----- Data entries -----

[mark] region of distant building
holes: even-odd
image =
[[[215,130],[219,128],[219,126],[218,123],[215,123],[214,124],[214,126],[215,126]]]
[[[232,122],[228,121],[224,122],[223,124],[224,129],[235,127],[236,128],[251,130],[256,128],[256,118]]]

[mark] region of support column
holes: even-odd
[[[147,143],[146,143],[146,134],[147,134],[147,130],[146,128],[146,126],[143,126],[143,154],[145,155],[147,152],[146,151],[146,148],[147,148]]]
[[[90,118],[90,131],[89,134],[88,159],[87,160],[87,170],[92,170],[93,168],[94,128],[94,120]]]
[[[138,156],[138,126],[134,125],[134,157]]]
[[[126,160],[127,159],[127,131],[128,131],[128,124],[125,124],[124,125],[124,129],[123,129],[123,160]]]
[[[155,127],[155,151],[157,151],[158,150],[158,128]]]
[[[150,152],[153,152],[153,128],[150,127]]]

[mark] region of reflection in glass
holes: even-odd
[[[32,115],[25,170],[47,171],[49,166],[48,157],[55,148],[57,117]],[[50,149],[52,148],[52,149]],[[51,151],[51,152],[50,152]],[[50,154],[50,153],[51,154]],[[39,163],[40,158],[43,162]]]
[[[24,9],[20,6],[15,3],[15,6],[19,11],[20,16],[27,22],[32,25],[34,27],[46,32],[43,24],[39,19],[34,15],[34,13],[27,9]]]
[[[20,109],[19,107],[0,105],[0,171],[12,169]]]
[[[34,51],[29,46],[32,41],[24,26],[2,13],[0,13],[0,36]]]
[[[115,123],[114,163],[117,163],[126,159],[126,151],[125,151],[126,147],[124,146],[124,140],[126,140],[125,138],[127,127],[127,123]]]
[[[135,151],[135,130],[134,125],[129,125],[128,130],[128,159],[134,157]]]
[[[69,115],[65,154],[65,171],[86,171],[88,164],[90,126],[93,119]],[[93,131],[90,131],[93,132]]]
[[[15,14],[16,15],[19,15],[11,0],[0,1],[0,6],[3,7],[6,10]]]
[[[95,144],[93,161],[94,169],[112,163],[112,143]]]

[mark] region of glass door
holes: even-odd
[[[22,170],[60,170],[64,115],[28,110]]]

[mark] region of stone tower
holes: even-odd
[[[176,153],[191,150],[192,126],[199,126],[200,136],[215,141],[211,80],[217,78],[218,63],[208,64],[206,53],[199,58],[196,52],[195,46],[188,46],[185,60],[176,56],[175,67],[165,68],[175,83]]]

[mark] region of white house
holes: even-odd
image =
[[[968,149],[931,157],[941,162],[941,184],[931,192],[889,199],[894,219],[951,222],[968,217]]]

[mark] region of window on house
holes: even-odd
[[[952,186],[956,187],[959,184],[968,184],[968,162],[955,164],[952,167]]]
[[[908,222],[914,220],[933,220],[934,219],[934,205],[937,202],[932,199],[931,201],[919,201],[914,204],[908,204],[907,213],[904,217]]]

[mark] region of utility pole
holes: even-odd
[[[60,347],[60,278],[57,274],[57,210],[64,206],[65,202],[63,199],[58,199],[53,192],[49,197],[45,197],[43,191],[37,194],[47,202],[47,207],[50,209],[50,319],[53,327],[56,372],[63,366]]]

-----

Short task: Copy out every line in the entries above that contains the word "mark".

Task answer:
[mark] region of distant building
[mark] region of support column
[mark] region of reflection in glass
[mark] region of glass door
[mark] region of stone tower
[mark] region of white house
[mark] region of window on house
[mark] region of utility pole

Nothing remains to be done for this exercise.